**Data provided**
^^^^
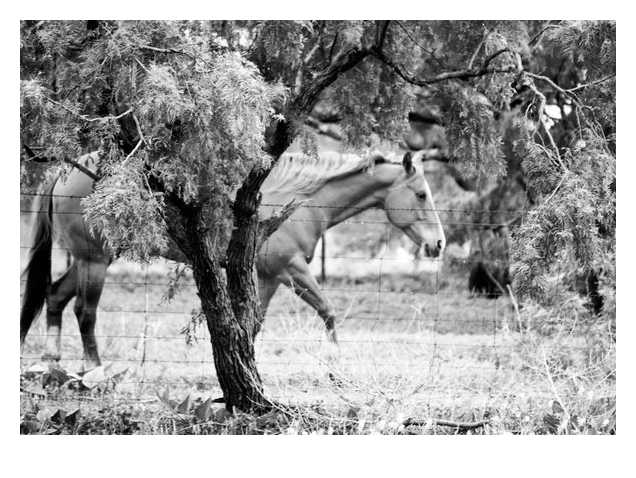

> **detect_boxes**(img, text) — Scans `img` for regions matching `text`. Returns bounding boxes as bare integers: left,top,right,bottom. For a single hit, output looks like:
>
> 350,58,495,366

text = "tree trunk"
157,84,326,413
183,208,269,412
227,176,265,339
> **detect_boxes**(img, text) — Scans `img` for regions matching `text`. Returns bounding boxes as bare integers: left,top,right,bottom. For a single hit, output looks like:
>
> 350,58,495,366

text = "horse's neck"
311,163,401,228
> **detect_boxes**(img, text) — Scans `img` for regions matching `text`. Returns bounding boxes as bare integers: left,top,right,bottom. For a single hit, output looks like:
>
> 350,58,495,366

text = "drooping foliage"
509,21,615,314
21,21,286,261
20,20,616,303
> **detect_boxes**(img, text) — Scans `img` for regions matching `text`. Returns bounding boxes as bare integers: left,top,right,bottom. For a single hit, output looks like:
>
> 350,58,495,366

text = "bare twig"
403,417,490,431
394,21,443,68
514,52,524,71
139,45,193,58
542,348,571,432
133,56,150,74
506,284,524,332
544,172,568,204
529,23,561,47
526,72,581,105
468,31,488,70
567,74,616,93
132,113,147,145
44,95,134,123
522,75,569,174
541,120,567,172
123,139,145,165
294,42,322,96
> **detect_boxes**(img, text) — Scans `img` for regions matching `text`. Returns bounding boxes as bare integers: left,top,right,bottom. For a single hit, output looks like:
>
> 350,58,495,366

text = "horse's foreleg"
74,259,108,370
282,257,339,345
42,262,78,362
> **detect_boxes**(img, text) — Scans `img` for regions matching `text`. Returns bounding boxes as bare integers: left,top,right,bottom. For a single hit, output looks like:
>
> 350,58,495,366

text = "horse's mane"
262,151,391,195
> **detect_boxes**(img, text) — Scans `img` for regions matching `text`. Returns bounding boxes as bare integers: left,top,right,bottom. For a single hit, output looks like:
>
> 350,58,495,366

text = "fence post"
321,232,326,284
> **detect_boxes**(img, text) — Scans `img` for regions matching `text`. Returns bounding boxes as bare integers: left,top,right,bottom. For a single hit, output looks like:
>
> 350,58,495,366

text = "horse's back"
51,153,109,263
258,190,323,276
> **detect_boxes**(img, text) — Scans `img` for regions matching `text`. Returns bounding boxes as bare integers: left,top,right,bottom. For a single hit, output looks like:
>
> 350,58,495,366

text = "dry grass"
20,246,615,434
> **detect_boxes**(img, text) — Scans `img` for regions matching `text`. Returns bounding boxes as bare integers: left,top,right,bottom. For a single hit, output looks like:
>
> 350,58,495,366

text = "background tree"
20,20,615,412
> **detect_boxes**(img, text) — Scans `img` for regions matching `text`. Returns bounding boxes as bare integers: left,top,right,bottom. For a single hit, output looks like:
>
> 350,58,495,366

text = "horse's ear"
402,152,414,175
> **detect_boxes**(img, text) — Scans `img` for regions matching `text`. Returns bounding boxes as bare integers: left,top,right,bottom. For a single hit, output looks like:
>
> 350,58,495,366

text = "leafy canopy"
20,21,616,309
21,21,286,260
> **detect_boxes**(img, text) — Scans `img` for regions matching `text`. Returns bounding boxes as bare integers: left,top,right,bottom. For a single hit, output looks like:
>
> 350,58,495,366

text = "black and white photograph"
18,17,617,447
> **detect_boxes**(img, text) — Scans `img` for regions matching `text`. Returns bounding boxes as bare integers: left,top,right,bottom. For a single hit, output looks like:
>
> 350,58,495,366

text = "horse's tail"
20,180,57,343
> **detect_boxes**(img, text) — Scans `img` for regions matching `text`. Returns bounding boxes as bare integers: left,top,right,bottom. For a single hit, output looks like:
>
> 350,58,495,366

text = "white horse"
21,150,445,368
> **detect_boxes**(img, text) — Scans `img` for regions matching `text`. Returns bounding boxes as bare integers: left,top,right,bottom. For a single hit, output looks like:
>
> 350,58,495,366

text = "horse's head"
384,151,446,258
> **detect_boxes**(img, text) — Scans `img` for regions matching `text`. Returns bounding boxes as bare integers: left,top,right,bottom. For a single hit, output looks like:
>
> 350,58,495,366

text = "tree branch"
139,45,194,58
521,75,569,174
370,48,518,87
21,143,101,181
293,46,372,115
482,48,511,70
43,95,134,123
543,171,568,204
526,72,581,105
63,157,101,181
567,74,616,93
467,31,488,70
376,20,390,51
122,139,145,165
132,112,147,144
257,199,306,248
529,23,561,47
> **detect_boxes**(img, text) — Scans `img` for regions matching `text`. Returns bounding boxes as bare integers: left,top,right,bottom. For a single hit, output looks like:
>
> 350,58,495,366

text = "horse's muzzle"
424,240,444,258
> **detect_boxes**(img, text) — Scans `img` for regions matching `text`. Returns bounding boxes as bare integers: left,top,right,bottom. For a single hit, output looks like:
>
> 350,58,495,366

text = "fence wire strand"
20,189,599,422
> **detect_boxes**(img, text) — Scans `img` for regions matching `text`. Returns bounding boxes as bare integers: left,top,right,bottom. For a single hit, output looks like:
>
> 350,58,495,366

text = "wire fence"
19,190,612,423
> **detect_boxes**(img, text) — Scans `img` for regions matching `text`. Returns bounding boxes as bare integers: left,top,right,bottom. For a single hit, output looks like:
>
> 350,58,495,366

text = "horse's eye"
416,192,427,200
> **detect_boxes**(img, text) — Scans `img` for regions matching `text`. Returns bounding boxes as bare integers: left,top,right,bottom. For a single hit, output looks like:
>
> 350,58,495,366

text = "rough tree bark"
188,120,295,412
152,29,381,413
178,203,268,412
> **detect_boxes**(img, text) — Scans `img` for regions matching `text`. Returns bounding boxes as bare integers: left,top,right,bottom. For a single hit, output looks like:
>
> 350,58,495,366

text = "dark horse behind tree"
20,150,446,369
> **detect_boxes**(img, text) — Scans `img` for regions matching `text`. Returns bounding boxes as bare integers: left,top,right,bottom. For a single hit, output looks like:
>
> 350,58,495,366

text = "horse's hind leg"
42,262,78,362
256,271,281,337
74,259,108,370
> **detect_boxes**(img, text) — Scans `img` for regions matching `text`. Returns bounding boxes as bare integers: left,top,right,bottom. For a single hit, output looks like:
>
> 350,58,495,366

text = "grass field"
20,237,616,434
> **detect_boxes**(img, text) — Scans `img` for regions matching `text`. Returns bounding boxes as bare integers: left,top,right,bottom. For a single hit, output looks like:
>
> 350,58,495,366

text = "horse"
20,149,445,370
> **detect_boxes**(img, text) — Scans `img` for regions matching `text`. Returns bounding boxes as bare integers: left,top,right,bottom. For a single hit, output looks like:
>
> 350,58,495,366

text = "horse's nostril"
437,240,444,250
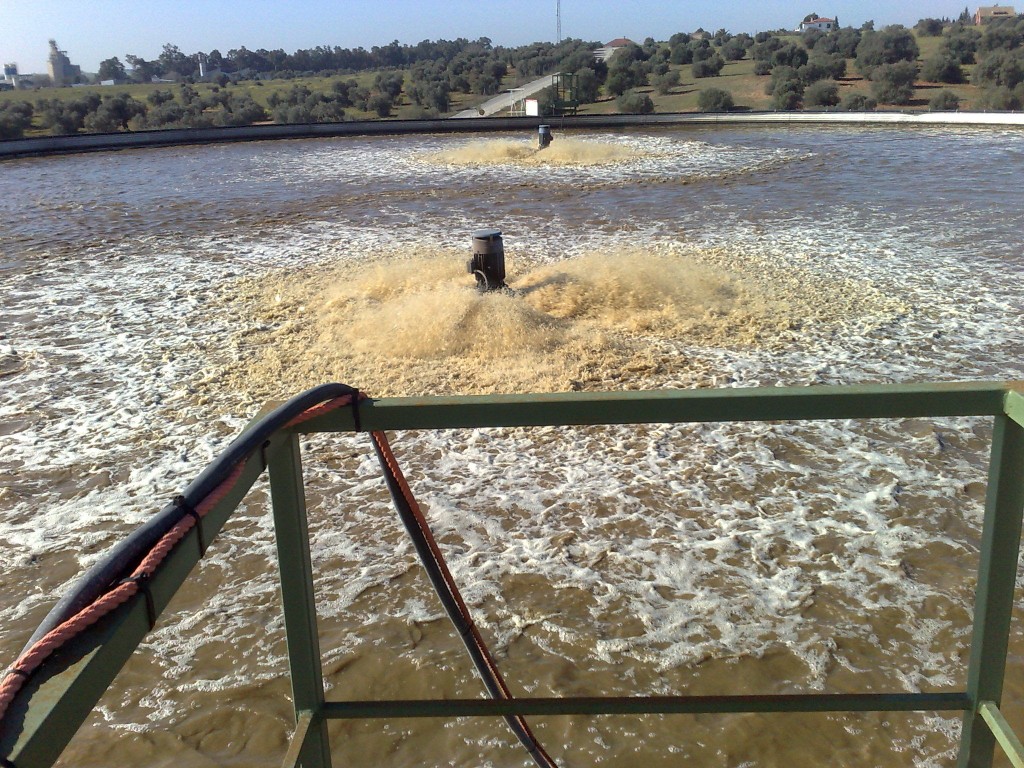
^^^^
Omitting the pictures, repeat all entries exactly.

**Problem solution**
> **detect_boxes**(img, text) — Scans `img` for regions matching `text`. Returns bounding boxes as bare integers: left,top,right,bottom. For a single hit, output looks like:
>
> 350,58,495,366

text = "tree trunk"
157,84,326,413
183,208,269,412
227,176,265,339
> **detect_boxes**(img, text) — Scans `img` for regions matching `text`. Returns bounding boxes as bare integers: left,top,right,bottom. For a single hit, output looks like:
>
> 350,58,495,366

text = "horse's neck"
311,163,401,228
> **detect_boxes**(img, text) — Scans `img` for regions matching `text`. Returns bounding boxes as bare integers: left,top,right,bottom. For a single hit, output looks like:
>
> 350,58,495,366

text = "drooping foliage"
509,21,615,314
21,21,286,261
20,20,616,303
> **detect_boxes**(img, text) — Scans `img` for regions matching `text`. Returns bounding boxes as bare integers: left,top,right,bottom. For a single hit, output looks like:
>
> 350,58,495,366

text = "bare twig"
403,417,490,431
394,21,443,68
514,52,524,71
139,45,193,58
542,348,571,432
133,56,150,74
506,284,524,332
544,172,568,204
529,23,561,47
526,72,581,105
468,31,488,70
567,74,616,93
132,113,147,145
44,95,134,123
522,75,569,174
541,120,567,172
123,139,145,165
294,42,322,96
> **detect_boxes**(img, text) — Scans `img` for regions matching `text`. Returns bounding boxes as bare integers: left,top,right,bottom. For a single hit, output looks like:
>
> 350,58,495,366

text = "horse's foreleg"
74,259,108,370
282,257,339,345
42,262,78,362
> **detect_boxes**(img, text) — Scans `img` for regions matching `text`. Returns bounding boxes as bare integers: left,top,right,bottom. For a single hit, output looks like:
>
> 350,58,495,366

text = "horse's mane"
262,151,391,195
> **detect_boxes**(img, text) — Scans `img` for regions matching `text`. Returns bounding boxes as bare integers: left,top,right,bottom. For a single hit, output looks like:
>
> 350,58,495,366

text = "fence post"
321,232,326,284
> **detect_boxes**(img, text) — Scans `img` for regions matching `text`. Returns bounding boxes as bare integers: left,top,right,bottom. For a single hit, output looks like:
>
> 350,58,495,366

text = "horse's back"
51,153,109,263
258,190,323,276
> **detect_boxes**(img, text) — Scans `img` for regions matching `text`. Returns bounding boxes as bare integers: left,top,right,bottom. For a single hit, output looks like:
>
> 350,58,495,366

text = "dry grass"
20,246,615,434
> **detect_boxes**(img, text) — Scans `img` for regions matching `text`. Returns bounding boxes as bare integers: left,top,right,bottom. For a single hit, output looks like:
>
> 350,58,495,366

text = "background tree"
20,20,615,412
> **detect_boxes**(img, text) — Scans `img` for regions matching `text`. Returns bounding boxes as bare integers: left,top,right,bottom. For a single hit, output looks like:
>
> 350,58,495,366

text = "horse's ear"
402,152,414,175
> **detect_boxes**(img, text) — Scans `img` for regions matching `text`. Returns bounding boxes as bare integers: left,top,right,bottom. For a single hit, output looks like:
>
> 350,58,495,366

text = "leafy canopy"
20,21,616,309
21,21,286,260
> **detect_boxes**(img, text) — Scans `img` for regions matching `text`. Returns bounding boxes as bare integers: left,top,right,bottom. For a single hit, output looks like:
>
> 350,58,495,366

text = "black and white photograph"
18,17,617,447
> **detect_boxes**(img, text) — Scans `img` for regions matching `text`. Returns bounding boxes as bare integers: left,top,right,bottom. For a single hit, output looks like:
>
> 350,58,495,366

text = "horse's tail"
20,180,57,343
> **detect_boxes**(img, text) — Scans `img` for regions matching `text`. Returns bounding boxes as bare integers: left,top,right,bottom. For a single hit, output looks like:
>
> 350,58,495,366

text = "white horse"
21,150,445,368
> **detect_boxes**(img, text) — Scans `img` for regions matching `text`. Returns bounding boxes as bare integers: left,top,right,bottom. For a single hit, output looks like:
>
> 350,58,495,366

text = "horse's head"
384,151,446,258
> **detect_boxes**(img, text) — Scans `img` for regions matching `text`. Returns bounding boxes as bare integers: left,top,right,bottom. For a single hit, output looks like:
>
> 350,58,495,366

text = "tree branch"
139,45,194,58
521,75,569,174
370,48,518,87
21,143,101,181
293,46,372,115
482,48,511,70
43,95,134,123
543,171,568,204
526,72,581,105
63,157,101,181
567,74,616,93
467,31,488,70
376,20,390,51
122,139,145,165
132,112,147,144
257,199,306,248
529,23,561,47
> **detect_boxes**(img, text) — Scans `img` for regions matching `text`. Returns bounding boxes as bare integers: left,top,right,bottom. For a single hit, output looks like:
>
> 350,58,495,366

text = "horse's muzzle"
424,240,444,258
> **detect_boxes**(img, text) — Scans `img` for regions matching `text`. Returns bounding boxes as bare integers: left,top,right,bottom. For a single hit, output looks like:
>
> 350,58,495,366

text = "fence wire strand"
20,189,599,422
> **detect_boxes**(img, text) — Scans `img` for regions matching `text`. Returns bounding boxes as bare integers: left,top,right,bottom. For a single hit, output looks like:
>
> 350,58,495,366

text = "wire fence"
19,190,612,423
> **detect_boxes**(img, text) — Scans `img` for regions matching `text`. Returns bounding boxes as bare integers: left,top,right,bottom. For a single hit, output looks like:
>
> 350,58,495,366

text = "horse's eye"
416,192,427,200
> **detect_boxes**(img, text) — Scans `img` for regions matching `text`. Returns bounding boxes as bare integers: left,top,right,bottom. For a single hit, output looks like:
>
> 350,58,495,366

text = "rough tree bark"
188,120,295,412
152,29,381,413
178,203,268,412
> **detect_boxes**(img, text) — Scans `img` for regions matching `text`. Returns bounding boxes as bare integers: left,top,right,bottom. For a single hit, output looks like:
>
> 350,58,495,366

text = "dark horse behind tree"
20,150,446,369
> **detect_boxes**(img, text) — Scans `img` for regions matching `text`. Returns bounding boxes as bare integers: left,top,right,bottom. For a single hit, output looks like:
>
> 350,58,495,366

text = "horse's hind leg"
42,262,78,362
256,271,281,337
74,259,108,370
> **detect_boxes**(img, text) — Scans `img` for regions matching `text`. Returns bounding boxes as bare integers: left,top,right,bottom. For a single hit, output looks like:
>
> 350,58,495,366

text = "grass field"
20,237,616,434
> **detect_boxes**(img, text) — Scans `img` for regions matching `text`. Returns bounding boxes as bare integers: left,top,right,bottom. For a single hit, output looks like:
>
> 350,58,495,366

text = "horse"
20,149,445,370
> **detect_boxes**(img, text) — Scans `img` for regions matching `text`. Returns bounding boxes as bare integers: left,top,right,bottom. For a single hit, output looks like:
>
> 350,58,495,366

text = "horse's nostril"
437,240,444,250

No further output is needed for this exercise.